**本文:**
● ● ● ●
株式会社フォトラクション|テクノロジーで建設の世界を限りなくスマートに
ー 今回も光井さんの熱量を受け取りました ー
株式会社フォトラクション 代表 中島貴春さん(左)と、HIRAC FUND 光井香織さん(右)は、光井さん前職時代(みずほフィナンシャルグループ)からのお付き合い。
「光井さんの熱量は昔からすごいんです」と笑う中島さんと、フォトラクションの事業や中島さんの魅力について楽しそうに語る光井さん。そんなお2人に話をお聞きしました。
株式会社フォトラクション
「建設の世界を限りなくスマートにする」をミッションとし、建設現場の生産性向上をアプリケーションとデジタルアウトソーシングで支援する、建設支援クラウド『Photoruction(フォトラクション)』を提供。
建設支援アプリ『Photoruction』は工事現場の写真、図面、工程表、タスク、検査など豊富なデータ管理機能を備えたプラットフォームサービス。建設現場で発生する事務作業、報告作業の工数削減を叶え、スーパーゼネコンをはじめ10万を超える建設プロジェクトに導入されています。
アウトソーシングサービス『建設BPO』では、『Photoruction』にデータをアップロードするだけで専用オペレーターが建設現場で発生する事務作業を代行。独自に研究開発した建設業特化AIエンジンも活用し、建設現場での生産性をさらに高めます。
「絶対に中島さんと一緒にやりたい!」。熱意の出資から繋がった縁
ーお2人の出会いについて教えてください。
● ● ● ●
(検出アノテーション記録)
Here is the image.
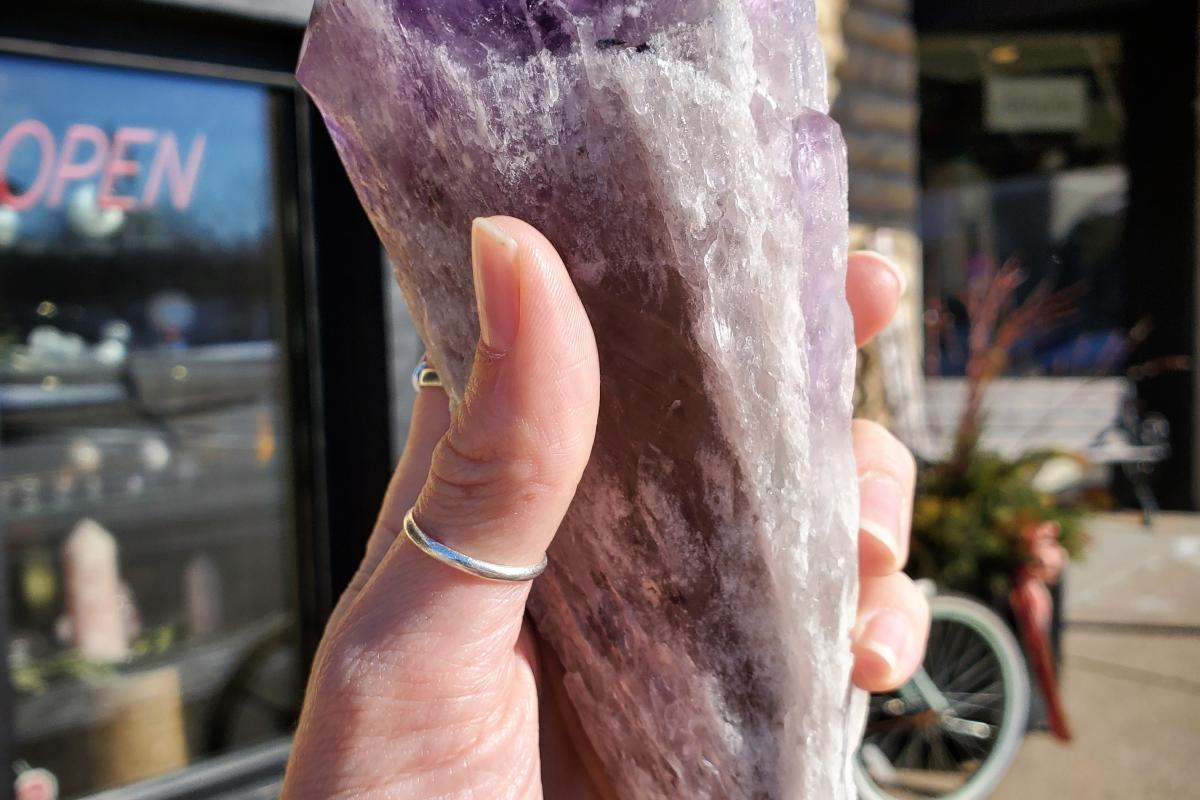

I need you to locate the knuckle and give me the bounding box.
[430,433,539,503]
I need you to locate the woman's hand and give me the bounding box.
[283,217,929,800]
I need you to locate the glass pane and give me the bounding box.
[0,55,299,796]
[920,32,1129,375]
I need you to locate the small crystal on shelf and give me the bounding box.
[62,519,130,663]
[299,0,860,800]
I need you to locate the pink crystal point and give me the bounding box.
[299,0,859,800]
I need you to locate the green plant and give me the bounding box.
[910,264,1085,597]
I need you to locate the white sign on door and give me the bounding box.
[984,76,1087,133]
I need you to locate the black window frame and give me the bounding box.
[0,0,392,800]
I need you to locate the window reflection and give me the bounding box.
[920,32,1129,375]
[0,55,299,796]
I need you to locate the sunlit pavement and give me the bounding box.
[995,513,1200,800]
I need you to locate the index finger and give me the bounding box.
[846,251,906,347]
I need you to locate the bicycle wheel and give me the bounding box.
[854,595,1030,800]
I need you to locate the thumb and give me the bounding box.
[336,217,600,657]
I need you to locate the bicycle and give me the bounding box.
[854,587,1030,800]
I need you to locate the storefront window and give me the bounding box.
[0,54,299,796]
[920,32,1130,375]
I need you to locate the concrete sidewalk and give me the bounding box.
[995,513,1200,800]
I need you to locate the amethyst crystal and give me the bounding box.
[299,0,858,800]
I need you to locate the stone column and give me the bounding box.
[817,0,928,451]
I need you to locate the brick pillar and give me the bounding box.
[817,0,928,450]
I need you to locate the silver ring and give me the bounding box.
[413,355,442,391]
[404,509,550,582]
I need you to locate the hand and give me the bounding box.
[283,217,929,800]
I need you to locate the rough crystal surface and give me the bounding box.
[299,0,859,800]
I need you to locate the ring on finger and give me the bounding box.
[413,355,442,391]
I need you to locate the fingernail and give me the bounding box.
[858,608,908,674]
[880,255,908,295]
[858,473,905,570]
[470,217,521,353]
● ● ● ●
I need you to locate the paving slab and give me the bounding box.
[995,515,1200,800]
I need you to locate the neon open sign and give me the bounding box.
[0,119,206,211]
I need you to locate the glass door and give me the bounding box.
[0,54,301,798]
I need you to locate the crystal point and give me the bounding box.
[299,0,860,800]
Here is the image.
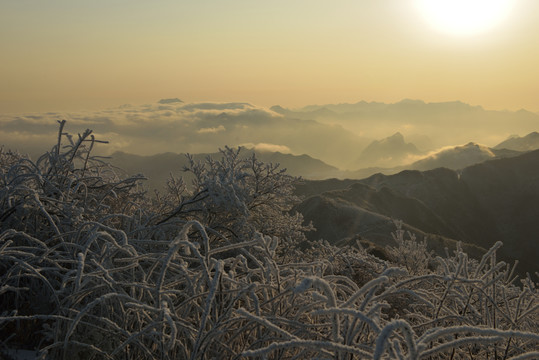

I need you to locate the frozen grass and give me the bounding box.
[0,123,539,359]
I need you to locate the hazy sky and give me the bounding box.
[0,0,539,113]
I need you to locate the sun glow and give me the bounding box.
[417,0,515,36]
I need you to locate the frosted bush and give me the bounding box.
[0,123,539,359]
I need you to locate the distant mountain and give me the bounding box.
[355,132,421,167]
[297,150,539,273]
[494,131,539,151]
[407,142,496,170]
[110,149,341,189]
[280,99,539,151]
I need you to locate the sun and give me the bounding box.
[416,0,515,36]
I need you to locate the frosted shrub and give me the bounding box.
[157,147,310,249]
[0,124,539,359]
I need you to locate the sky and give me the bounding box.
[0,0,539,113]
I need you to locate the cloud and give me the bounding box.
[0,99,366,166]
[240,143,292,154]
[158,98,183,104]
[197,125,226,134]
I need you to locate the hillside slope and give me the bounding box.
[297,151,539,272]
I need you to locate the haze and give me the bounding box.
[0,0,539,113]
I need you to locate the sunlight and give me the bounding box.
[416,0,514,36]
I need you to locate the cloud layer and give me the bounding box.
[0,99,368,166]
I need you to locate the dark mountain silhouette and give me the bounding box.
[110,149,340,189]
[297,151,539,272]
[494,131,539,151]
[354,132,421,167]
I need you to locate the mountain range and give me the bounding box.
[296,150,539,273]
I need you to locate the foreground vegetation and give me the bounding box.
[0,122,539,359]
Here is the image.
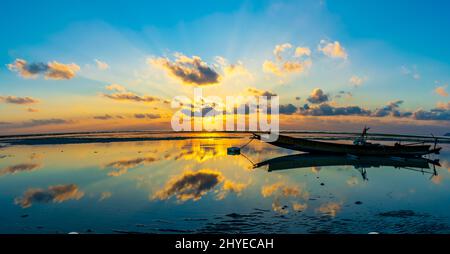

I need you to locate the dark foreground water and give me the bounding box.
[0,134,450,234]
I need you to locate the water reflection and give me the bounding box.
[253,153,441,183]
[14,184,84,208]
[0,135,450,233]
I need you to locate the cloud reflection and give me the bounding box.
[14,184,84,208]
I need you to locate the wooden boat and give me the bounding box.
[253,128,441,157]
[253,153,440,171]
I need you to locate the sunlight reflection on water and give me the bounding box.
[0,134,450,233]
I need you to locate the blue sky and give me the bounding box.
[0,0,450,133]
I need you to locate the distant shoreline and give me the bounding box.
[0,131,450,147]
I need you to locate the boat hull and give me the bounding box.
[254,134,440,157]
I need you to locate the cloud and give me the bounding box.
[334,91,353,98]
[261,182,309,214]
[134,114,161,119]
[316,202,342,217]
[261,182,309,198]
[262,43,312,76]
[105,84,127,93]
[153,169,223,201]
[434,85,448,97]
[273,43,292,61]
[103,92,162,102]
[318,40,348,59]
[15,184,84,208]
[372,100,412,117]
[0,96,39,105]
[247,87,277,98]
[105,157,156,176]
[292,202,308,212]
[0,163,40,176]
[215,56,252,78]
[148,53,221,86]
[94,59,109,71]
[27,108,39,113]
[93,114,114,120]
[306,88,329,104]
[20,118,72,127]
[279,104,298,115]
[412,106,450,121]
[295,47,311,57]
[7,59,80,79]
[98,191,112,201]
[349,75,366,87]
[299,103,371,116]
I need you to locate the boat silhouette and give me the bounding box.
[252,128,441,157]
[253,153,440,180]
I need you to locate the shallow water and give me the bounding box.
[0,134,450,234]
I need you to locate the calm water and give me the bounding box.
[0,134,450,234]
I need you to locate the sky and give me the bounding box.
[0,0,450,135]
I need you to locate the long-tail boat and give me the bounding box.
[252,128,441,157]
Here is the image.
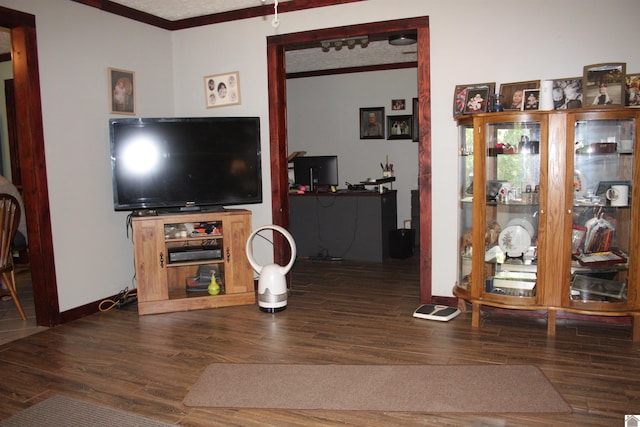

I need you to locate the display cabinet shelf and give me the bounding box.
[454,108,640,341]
● ● ● ●
**依頼内容:** フォトラクションを取り上げたインタビュー記事の続きを、最後の一文の後から書き進めてください。

**最終回答:**
光井:私が前職のみずほキャピタル時代に、フォトラクションへの出資を担当させていただいたのが最初のきっかけです。
中島:2017年の始め頃ですね。当時は、シード期の資金調達をちょうど終えようとしていたタイミングだったんですが…。
光井:「今からでも入れてください!営業支援頑張るので是非!」と猛烈アピールさせていただいて(笑)
中島:その熱量に押されて、「そこまで言っていだだけるなら是非!」とすべり込みで入っていただきましたよね(笑)
ーそれはすごい(笑)当時そこまで出資したいと思われた理由は?
光井:当時、建設業はまだ業界としてIT化率が低くて、そこを変革していける起業家と出会いたいと考えていました。
そんな時に「建設業界出身でご自身でコードも書けるすごく稀有な起業家がいる」と、ジェネシア・ベンチャーズの田島さんに中島さんをご紹介いただいたんです。当時のチームヘッドの黒崎さんと一緒に中島さんにお会いした際、すごく誠実で本気で建設業を変えたいという想いが伝わってきて「絶対ご一緒したい!」と思い、投資させていただきました。
中島:ありがとうございます。当時はまだ「建設テック」という言葉も一般的でなかったですし、フォトラクションも創業間もないタイミングだったので、とても励まされました。
ーその当時からの関係が、今回のHIRAC FUNDからの出資につながったんですね。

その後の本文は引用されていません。